DOCUMENTO FUENTE ▸
════════

Me referiré a dos obras de autores mexicanos, jaliscienses ambos, clásicos y, en algún sentido, eternos —de ahí el riesgo de hablar de ellos—: el cuento «Luvina», de la obra de Juan Rulfo El llano en llamas (1953),1 y La feria (1963), de Juan José Arreola. Relacionaré dichos relatos con algunos episodios de la vida nacional y local, y concluiré con una reflexión sobre la cultura en tiempos aciagos. Pretendo nada más, de ustedes, animarlos a que relean estas dos obras maestras, como una clave de interpretación de nuestros tiempos, aquí, en México, en Jalisco, al pie del volcán, o en el llano en llamas.
En su brevedad contundente, «Luvina», el cuento de Juan Rulfo, puede sintetizarse como la claridad de la desolación. El relato es el responso de un caserío rural en México, bautizado como San Juan Luvina por Rulfo, y es también la letanía del desarraigo íntimo que sigue a una experiencia de desolación de tal magnitud, que hace imposible cimentar casa, echar raíces, asentarse, ser comunidad.
«Luvina» es la re-visitación al territorio descarriado que nos expulsa contra toda esperanza. Es el relato que hace un hombre que fue ahí, que ya estuvo, que no pudo, que regresó de haber estado, y que intenta con su descripción impedir que el viajero continúe su procesión hacia ese destino: el pueblo inclemente que es Luvina. Su viento araña piedras, muerde las cosas, rasguña el aire; su frío, es el de un territorio polar y desértico.
¿De cuál pueblo habla Rulfo?
Es el lugar donde se marchitan las flores. El lugar «donde anida la tristeza».

════════

FILAS ▸
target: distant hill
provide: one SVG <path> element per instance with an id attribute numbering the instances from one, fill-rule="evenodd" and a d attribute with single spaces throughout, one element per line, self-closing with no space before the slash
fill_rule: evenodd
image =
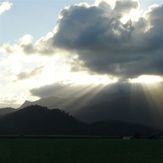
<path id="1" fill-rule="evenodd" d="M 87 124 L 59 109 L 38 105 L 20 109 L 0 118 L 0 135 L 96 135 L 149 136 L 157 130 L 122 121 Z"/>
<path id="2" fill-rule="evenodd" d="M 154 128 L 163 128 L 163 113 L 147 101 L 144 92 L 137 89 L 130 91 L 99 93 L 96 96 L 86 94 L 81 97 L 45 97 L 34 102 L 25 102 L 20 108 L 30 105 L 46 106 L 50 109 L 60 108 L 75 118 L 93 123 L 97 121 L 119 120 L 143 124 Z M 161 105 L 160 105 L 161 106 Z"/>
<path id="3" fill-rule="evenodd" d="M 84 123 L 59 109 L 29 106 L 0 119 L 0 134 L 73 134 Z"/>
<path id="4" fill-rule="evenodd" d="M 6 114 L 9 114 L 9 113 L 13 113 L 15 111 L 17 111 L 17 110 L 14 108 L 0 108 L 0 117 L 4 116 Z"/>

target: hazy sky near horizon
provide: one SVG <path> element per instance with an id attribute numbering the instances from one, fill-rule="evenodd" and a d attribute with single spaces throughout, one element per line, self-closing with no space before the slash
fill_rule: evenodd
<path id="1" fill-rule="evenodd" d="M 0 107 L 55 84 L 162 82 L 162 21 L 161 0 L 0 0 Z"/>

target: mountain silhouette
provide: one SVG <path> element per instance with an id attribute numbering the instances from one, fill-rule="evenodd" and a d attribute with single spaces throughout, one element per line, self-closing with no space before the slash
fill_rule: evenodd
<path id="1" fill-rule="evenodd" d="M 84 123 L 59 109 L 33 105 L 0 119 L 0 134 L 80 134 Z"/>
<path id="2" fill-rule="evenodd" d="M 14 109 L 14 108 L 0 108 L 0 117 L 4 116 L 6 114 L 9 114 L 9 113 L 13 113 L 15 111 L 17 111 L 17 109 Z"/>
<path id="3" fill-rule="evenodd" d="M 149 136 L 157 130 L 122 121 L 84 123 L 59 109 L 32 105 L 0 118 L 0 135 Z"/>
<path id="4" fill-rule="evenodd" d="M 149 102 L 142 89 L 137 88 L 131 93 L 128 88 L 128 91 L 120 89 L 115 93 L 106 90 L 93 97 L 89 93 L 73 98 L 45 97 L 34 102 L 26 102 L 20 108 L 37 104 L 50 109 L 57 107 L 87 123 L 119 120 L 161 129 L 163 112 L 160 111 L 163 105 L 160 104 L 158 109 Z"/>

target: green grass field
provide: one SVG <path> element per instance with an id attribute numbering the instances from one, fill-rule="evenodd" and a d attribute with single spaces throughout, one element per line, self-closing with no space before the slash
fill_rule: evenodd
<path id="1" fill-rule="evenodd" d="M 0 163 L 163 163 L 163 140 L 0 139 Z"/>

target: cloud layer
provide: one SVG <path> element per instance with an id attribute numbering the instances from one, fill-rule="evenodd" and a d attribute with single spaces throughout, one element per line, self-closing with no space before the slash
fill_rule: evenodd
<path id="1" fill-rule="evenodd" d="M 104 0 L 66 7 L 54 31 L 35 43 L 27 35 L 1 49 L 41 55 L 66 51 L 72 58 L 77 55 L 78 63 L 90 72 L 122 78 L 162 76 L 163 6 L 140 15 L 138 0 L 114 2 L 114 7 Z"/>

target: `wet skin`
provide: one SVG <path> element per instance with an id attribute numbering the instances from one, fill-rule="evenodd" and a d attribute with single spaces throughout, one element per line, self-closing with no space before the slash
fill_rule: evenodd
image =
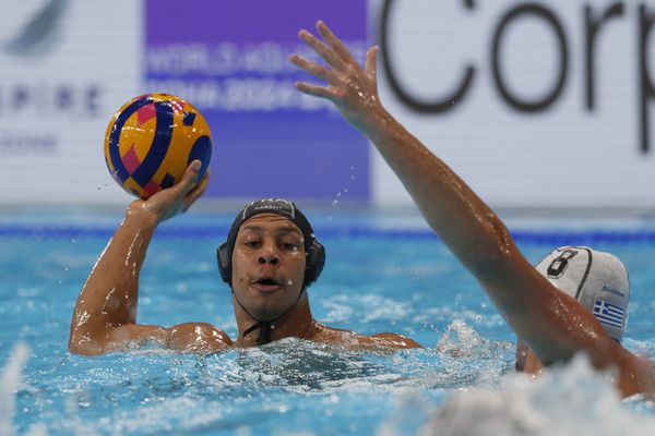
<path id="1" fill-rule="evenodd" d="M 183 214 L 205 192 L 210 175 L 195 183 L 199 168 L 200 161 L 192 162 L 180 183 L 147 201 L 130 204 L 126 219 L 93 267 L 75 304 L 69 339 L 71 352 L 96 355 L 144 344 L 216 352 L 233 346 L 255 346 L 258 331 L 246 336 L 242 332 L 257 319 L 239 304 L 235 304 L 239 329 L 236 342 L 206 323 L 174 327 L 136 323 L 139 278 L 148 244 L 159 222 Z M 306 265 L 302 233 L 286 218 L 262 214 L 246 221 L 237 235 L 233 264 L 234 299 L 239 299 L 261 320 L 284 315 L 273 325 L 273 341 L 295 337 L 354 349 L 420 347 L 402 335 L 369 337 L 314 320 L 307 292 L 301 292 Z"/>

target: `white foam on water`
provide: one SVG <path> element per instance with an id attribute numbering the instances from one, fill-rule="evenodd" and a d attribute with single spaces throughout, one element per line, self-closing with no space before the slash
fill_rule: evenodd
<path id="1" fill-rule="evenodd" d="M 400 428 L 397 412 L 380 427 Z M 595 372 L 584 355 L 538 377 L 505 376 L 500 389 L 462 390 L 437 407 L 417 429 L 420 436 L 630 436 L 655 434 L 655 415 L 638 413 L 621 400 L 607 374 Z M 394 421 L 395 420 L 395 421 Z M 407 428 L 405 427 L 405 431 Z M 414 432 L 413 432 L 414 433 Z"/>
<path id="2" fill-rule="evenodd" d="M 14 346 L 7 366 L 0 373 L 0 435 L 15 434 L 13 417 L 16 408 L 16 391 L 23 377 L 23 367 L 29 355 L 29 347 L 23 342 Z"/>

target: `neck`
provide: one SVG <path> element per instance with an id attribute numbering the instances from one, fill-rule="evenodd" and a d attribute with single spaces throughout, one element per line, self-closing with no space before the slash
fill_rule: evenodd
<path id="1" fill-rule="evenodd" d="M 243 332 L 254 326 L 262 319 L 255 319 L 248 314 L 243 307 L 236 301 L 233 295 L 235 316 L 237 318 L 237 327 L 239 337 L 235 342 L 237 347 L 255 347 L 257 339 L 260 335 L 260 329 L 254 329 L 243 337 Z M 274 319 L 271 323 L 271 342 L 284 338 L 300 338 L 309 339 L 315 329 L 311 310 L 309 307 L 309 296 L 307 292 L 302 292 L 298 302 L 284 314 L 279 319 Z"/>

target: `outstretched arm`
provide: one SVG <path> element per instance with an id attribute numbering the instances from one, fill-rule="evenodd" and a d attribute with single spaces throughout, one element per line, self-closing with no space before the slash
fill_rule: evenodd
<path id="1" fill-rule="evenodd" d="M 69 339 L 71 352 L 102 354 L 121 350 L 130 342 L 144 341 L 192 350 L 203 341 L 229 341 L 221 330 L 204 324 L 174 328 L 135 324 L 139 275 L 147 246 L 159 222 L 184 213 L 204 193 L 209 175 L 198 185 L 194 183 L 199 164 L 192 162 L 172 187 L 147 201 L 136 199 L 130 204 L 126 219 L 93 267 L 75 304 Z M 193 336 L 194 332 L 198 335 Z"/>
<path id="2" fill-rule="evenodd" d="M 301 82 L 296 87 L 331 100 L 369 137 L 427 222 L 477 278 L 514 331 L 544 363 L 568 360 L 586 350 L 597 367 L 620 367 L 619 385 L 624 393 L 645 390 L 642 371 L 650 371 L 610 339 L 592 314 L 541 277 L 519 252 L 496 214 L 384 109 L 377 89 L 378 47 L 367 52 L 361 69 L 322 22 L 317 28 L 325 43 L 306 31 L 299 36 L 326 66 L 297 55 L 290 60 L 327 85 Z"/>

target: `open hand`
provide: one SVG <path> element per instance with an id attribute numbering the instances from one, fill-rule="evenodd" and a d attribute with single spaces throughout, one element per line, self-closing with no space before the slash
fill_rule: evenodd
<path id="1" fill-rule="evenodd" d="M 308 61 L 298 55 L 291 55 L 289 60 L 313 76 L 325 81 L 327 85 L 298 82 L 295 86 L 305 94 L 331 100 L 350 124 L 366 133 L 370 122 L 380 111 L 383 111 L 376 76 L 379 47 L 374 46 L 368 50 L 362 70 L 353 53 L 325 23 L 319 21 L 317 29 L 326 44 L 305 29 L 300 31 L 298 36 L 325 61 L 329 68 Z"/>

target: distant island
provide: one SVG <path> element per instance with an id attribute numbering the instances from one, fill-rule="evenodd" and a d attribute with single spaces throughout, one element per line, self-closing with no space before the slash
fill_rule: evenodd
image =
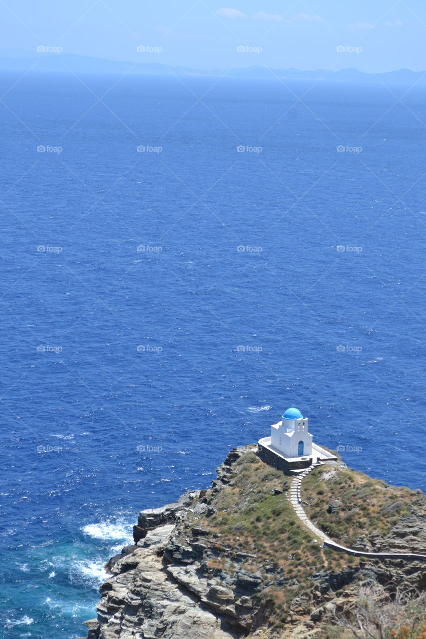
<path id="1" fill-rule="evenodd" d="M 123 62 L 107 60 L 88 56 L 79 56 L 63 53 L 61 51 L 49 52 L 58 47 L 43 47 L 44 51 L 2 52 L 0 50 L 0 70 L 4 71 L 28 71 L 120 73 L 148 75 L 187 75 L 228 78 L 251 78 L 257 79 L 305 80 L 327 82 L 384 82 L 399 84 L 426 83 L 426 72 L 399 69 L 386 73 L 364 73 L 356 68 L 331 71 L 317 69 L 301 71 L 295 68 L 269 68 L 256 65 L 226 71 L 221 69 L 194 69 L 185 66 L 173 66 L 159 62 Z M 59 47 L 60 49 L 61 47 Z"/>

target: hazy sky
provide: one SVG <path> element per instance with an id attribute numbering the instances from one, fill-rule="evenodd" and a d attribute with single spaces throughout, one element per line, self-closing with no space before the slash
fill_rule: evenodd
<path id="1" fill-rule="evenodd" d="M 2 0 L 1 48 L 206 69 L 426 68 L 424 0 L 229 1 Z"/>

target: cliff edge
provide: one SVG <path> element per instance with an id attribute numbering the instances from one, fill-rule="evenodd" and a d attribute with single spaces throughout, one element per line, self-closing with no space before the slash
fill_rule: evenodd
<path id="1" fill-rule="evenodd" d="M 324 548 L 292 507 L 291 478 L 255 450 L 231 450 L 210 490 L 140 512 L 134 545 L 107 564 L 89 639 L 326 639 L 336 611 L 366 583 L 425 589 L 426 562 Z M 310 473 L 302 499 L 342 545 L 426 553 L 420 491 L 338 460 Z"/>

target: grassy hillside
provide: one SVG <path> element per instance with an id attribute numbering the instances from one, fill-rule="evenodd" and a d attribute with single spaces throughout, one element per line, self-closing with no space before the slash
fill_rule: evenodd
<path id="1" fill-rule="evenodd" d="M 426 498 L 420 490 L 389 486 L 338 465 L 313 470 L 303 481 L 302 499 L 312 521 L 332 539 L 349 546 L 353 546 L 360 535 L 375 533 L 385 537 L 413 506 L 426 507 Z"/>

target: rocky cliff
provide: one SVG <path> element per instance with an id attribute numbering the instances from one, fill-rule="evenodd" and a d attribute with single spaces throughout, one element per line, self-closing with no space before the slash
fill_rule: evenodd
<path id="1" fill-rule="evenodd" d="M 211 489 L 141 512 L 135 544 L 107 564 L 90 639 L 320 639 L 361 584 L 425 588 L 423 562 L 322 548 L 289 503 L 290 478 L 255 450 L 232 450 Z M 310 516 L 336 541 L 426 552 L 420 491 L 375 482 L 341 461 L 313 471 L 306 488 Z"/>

════════

TAREAS ▸
A) Pasa al inglés esta oración del ensayo sobre Rulfo y Arreola: "«Luvina» es la re-visitación al territorio descarriado que nos expulsa contra toda esperanza."
B) Prosigue el ensayo sobre Rulfo y Arreola a partir de su última oración.

RESPUESTAS ▸
A) "Luvina" is the re-visiting of the wayward territory that casts us out against all hope.

B)
Donde el viento hace ruido como de cuchillo sobre piedra de afilar; donde el viento escarba, desentierra; donde hay goznes de huesos, como en un camposanto en el que también hay desentierros, y el cielo está desteñido, ceniciento.
Es un lugar sin verde donde descansar los ojos. El caserío, en el cerro más alto, es como una corona de muerto. No puede haber evocación más lúgubre.
Rulfo describe un territorio más del Purgatorio que del Infierno, quizá porque aún hay vida, porque aún se puede escapar de ahí.
En el relato, dos preguntas recorren la oscuridad: «¿En qué país estamos, Agripina?», «¿Qué país es éste, Agripina?», clama a su esposa el viajero que recién llega, y relata al que va a viajar ahí, tal vez como maestro rural. Son preguntas válidas si queremos interpretar nuestro tiempo en esta patria nuestra, especialmente dolorosos ahora para los maestros rurales en formación, como los de Ayotzinapa.
Luvina es un sitio de rechinar de dientes. Allí, «Ya no hay ni quién le ladre al silencio». Es una metáfora de la patria nuestra. El único papel que le toca al gobierno, en todo el relato de Rulfo, es el de aquel que manda atrapar; el del que persigue y castiga. Imposible, en estos días, dejar de pensar en Iguala, Guerrero, y los parajes yermos donde el desenterramiento de huesos sucede más como tarea ciudadana que como oficio público.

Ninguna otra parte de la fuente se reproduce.